┏━━

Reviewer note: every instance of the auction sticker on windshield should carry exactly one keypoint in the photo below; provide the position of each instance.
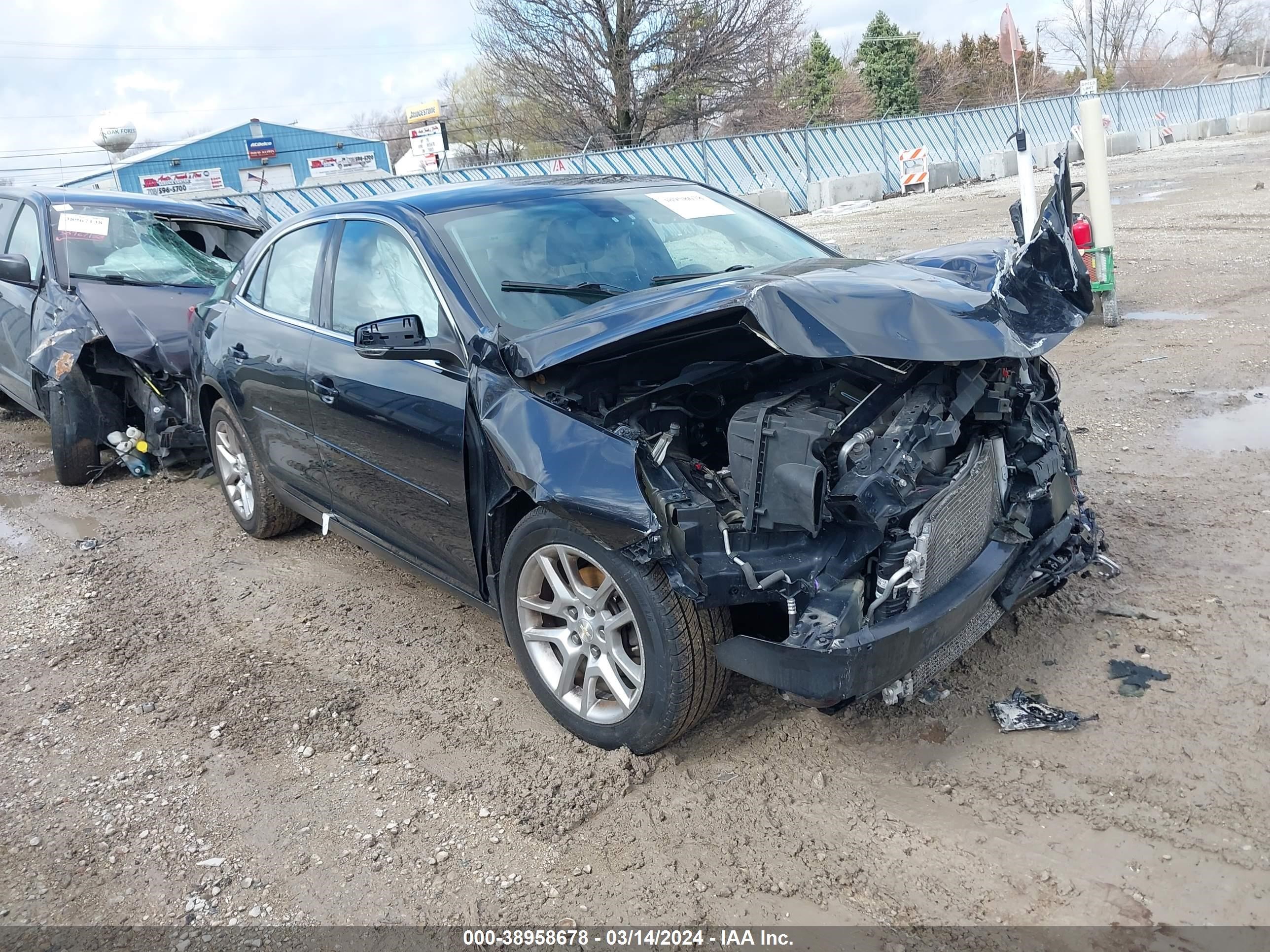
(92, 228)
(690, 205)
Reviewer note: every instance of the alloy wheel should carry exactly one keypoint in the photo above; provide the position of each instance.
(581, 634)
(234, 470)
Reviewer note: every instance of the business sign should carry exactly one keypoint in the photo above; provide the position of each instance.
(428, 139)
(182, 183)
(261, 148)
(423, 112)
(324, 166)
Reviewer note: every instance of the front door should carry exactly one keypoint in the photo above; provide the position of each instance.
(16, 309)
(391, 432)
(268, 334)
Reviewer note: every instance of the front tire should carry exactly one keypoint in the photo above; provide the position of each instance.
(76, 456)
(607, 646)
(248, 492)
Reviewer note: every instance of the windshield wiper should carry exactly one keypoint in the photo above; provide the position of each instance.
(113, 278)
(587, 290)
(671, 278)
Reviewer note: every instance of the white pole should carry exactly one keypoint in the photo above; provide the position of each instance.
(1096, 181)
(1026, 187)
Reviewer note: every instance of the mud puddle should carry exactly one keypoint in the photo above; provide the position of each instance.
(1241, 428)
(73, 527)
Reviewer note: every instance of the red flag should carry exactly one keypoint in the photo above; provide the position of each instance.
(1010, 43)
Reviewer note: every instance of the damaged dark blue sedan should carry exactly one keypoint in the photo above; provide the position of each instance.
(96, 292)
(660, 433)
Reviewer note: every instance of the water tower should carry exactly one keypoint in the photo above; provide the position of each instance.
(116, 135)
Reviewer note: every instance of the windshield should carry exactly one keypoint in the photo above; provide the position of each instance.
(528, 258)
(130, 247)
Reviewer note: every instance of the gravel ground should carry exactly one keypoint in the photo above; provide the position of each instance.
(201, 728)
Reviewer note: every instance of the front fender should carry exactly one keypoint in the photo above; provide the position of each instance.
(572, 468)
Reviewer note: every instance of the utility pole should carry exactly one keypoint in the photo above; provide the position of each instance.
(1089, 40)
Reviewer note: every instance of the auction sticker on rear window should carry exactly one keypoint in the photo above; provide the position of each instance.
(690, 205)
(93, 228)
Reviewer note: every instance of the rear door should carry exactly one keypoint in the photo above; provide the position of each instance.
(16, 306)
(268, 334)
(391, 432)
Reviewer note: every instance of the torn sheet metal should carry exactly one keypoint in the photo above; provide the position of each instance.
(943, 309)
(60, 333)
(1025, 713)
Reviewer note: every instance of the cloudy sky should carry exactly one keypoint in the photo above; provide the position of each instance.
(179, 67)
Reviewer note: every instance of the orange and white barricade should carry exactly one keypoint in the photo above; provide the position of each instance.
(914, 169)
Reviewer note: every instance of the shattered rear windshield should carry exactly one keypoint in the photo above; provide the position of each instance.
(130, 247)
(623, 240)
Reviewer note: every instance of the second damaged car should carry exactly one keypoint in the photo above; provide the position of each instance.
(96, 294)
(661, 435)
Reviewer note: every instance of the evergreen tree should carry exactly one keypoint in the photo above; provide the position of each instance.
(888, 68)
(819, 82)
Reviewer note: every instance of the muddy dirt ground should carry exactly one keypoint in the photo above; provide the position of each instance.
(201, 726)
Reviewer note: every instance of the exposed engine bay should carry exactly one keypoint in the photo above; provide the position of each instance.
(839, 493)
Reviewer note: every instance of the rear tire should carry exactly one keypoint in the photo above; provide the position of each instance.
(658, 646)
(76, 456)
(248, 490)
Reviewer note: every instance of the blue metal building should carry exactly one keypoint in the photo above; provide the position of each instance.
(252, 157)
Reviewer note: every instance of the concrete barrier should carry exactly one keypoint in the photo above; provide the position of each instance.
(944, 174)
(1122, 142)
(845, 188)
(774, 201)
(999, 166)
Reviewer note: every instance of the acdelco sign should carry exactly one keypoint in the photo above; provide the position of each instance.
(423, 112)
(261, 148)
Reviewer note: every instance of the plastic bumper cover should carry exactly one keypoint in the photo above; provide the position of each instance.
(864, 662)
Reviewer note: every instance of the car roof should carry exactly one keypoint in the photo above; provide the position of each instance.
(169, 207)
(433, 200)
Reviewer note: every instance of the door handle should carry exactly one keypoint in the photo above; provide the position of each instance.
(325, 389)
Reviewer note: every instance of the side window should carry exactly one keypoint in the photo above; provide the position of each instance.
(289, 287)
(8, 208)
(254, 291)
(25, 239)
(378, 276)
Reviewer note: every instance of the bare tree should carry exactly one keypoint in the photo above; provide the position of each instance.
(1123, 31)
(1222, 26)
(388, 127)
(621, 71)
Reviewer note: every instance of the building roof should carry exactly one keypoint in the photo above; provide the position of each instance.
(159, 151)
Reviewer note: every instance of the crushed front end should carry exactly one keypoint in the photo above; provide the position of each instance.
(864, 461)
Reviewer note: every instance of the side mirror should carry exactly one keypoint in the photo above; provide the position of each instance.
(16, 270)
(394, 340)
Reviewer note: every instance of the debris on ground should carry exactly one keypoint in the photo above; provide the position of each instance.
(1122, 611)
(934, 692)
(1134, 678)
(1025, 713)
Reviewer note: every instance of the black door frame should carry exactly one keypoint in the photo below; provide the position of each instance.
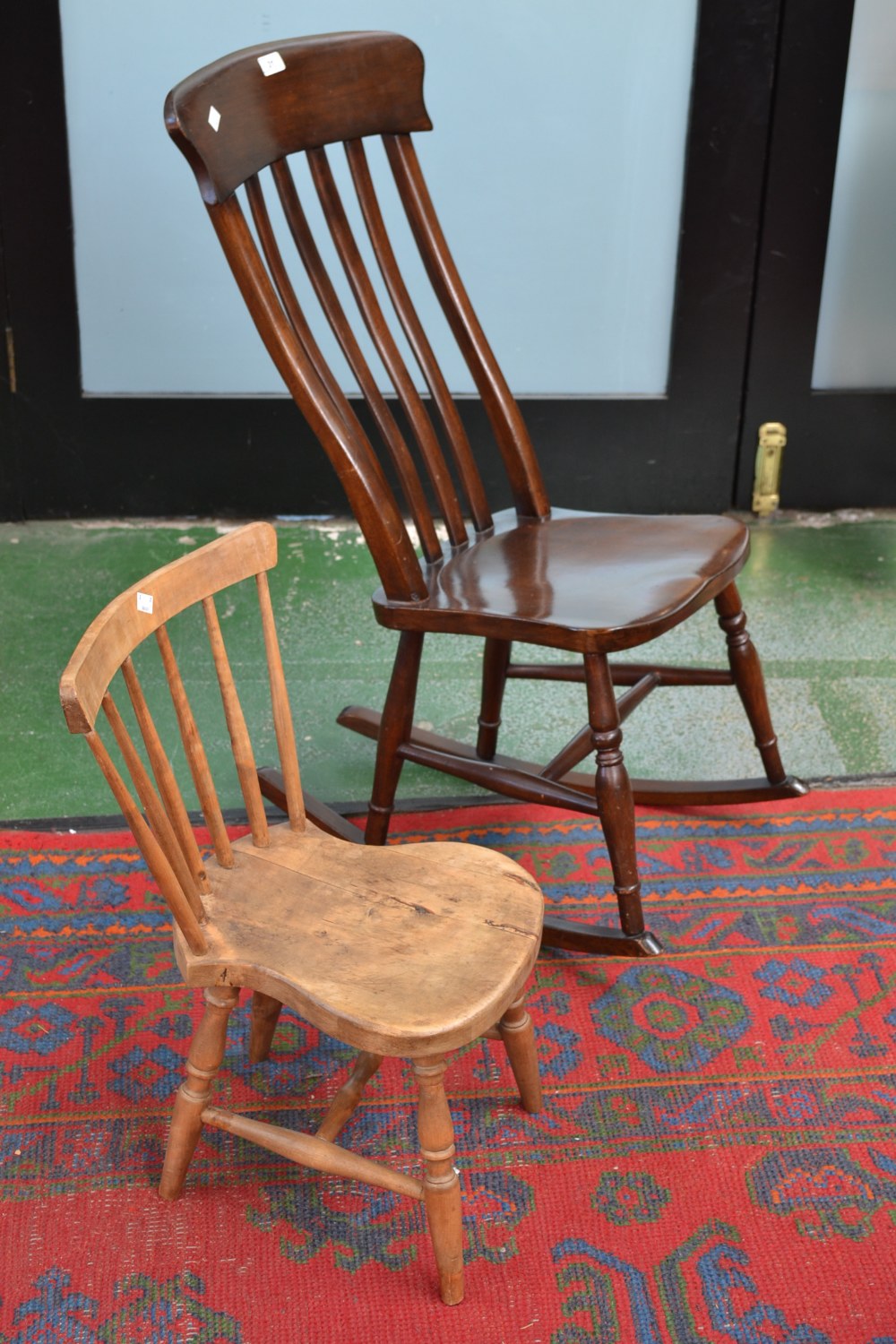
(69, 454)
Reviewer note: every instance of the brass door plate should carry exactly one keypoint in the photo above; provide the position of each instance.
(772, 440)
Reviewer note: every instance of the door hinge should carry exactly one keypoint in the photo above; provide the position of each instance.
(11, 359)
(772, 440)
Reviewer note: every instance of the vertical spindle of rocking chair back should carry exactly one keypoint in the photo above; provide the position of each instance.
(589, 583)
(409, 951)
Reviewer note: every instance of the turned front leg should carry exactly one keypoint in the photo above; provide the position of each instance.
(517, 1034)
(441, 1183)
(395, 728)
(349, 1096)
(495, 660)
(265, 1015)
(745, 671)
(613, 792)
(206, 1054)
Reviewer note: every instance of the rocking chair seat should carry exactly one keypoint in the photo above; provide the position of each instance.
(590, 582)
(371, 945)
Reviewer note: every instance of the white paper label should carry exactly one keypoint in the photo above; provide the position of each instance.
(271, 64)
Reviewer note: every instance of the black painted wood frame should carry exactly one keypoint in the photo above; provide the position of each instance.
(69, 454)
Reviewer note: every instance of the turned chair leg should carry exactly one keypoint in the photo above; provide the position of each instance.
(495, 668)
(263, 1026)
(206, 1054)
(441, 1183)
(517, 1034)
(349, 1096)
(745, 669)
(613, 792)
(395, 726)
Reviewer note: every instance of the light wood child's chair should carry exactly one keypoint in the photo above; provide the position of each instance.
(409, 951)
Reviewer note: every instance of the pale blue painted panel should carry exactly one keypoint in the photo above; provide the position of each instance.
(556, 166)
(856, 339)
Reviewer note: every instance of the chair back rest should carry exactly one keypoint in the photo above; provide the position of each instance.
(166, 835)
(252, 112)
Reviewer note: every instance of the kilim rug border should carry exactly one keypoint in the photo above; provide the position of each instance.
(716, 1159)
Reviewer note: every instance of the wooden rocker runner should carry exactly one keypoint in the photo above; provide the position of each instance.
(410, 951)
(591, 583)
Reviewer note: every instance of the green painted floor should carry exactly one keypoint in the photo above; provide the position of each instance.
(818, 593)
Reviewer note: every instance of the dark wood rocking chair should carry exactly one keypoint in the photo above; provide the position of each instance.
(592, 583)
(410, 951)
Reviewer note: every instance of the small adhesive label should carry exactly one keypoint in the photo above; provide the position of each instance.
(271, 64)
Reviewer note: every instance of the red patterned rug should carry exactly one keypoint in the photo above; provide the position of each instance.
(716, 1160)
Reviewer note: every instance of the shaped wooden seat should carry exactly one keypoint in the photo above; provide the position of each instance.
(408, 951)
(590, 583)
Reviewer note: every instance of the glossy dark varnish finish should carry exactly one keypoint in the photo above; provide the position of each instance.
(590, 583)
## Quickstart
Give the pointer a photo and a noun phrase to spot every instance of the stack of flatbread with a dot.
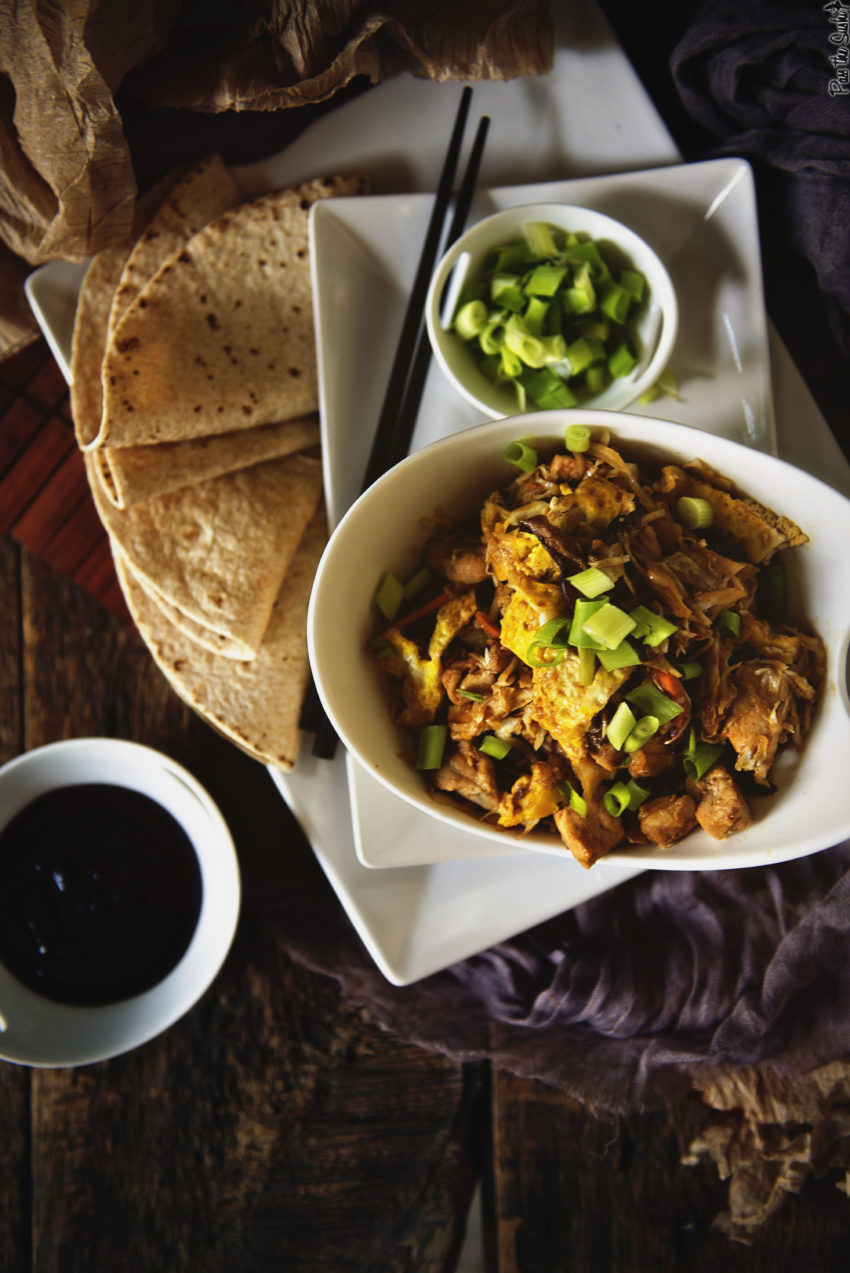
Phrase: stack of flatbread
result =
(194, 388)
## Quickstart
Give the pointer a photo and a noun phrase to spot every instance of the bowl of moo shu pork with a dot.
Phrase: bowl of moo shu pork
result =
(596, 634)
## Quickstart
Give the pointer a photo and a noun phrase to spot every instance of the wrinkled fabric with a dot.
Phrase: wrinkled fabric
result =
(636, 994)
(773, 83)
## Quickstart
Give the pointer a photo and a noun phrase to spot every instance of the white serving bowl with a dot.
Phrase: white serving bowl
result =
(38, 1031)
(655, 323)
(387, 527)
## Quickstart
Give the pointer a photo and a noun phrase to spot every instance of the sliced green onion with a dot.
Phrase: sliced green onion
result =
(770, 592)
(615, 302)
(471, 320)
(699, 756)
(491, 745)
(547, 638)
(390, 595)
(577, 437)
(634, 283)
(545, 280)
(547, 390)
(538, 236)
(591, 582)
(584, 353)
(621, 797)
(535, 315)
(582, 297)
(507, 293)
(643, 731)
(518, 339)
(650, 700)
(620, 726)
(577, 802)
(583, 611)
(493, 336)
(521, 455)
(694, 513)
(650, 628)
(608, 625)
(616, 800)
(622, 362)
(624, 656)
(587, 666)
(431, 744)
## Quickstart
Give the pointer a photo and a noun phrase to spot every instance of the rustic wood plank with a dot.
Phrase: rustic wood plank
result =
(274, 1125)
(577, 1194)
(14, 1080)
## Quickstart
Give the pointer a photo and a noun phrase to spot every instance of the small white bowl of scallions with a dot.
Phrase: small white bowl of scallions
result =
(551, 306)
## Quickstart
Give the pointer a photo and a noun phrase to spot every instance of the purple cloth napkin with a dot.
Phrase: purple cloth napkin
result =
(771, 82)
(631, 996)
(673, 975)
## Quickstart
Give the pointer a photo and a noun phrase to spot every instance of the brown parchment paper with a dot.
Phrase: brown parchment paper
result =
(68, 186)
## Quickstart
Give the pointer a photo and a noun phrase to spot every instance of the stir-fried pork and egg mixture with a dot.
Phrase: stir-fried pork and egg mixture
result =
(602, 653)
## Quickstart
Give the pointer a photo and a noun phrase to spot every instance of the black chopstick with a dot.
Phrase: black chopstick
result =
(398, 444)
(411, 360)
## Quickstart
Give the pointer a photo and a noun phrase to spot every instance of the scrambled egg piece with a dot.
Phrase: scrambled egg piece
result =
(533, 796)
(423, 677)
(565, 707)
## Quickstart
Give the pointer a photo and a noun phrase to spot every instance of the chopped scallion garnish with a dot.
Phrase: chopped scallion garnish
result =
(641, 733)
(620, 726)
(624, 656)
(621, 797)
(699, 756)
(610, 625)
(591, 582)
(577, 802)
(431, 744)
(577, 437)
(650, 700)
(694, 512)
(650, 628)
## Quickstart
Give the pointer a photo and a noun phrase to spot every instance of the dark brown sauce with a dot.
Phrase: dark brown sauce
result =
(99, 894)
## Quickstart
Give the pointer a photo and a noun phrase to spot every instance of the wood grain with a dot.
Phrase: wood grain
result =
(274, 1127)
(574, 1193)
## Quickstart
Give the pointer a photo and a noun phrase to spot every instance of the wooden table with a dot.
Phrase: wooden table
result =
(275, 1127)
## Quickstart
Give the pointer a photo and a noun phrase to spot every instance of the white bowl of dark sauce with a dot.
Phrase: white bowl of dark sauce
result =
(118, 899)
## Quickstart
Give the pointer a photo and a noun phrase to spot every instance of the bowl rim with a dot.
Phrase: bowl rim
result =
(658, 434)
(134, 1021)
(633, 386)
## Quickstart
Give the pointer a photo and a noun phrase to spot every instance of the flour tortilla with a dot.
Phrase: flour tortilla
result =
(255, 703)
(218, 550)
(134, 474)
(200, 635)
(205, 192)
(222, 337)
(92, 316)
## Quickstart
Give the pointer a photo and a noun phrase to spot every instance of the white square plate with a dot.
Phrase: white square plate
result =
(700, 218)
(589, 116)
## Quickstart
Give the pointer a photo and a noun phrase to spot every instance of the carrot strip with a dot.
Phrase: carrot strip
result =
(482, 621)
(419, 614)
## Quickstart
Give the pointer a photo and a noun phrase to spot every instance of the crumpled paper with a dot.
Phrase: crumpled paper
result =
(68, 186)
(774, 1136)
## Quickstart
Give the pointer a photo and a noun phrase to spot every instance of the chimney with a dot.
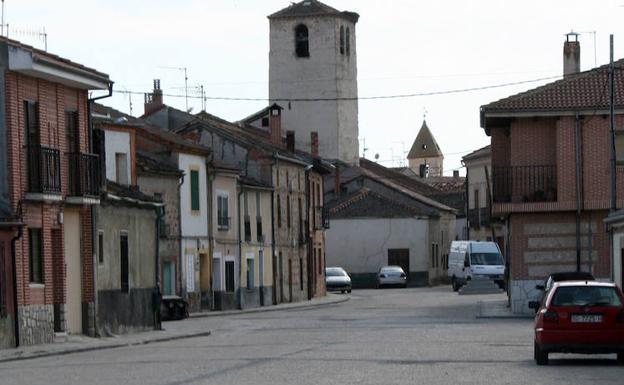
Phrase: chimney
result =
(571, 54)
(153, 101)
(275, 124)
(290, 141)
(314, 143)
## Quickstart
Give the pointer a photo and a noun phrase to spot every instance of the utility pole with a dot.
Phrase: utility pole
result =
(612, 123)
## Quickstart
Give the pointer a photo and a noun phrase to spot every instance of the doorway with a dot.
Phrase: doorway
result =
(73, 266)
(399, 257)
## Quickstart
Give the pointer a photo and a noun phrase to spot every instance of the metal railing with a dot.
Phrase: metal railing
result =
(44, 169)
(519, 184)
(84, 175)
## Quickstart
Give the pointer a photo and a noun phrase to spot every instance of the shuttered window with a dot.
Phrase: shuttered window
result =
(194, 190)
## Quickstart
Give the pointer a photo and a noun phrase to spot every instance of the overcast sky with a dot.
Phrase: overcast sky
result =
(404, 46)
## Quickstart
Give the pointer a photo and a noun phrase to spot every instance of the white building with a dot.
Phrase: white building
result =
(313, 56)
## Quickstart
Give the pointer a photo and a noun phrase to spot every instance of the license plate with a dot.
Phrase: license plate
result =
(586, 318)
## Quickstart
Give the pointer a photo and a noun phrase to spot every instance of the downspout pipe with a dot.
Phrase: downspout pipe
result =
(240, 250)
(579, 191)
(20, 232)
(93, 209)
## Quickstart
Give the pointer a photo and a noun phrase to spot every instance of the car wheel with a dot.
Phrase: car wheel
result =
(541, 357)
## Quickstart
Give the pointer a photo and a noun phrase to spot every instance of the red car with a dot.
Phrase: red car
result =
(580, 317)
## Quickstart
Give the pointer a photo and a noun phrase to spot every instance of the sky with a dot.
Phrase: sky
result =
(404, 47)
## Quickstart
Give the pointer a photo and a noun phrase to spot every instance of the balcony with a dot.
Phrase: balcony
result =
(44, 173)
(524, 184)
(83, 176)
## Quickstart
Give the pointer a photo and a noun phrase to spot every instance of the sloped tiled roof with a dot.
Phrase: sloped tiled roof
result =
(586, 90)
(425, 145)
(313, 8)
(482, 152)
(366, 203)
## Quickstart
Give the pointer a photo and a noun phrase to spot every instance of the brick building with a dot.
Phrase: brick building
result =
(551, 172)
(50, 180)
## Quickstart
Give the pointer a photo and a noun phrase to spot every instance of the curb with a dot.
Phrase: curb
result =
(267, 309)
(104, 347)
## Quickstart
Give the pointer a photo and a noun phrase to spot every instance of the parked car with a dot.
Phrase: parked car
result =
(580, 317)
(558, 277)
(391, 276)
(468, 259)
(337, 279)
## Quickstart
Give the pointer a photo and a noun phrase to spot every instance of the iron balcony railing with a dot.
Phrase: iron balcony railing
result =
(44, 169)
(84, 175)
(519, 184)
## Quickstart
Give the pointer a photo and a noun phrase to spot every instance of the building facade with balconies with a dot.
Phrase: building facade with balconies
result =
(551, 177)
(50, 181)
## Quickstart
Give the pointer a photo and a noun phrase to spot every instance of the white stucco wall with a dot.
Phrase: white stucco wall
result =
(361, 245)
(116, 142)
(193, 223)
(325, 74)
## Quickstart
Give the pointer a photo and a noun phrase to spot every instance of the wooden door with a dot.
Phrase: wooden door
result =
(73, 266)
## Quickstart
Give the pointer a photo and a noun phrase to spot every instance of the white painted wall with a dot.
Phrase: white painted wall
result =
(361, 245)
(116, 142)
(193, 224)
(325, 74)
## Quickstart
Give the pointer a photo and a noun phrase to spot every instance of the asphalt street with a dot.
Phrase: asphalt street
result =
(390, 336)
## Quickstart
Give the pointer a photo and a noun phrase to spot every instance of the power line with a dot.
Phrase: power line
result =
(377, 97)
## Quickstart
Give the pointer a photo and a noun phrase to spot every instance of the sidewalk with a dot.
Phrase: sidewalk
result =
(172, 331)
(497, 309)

┗━━

### ACTION ITEM
The word "parchment" occurs on certain lines of the material; count those lines and respond with the number only.

### EXERCISE SOLUTION
2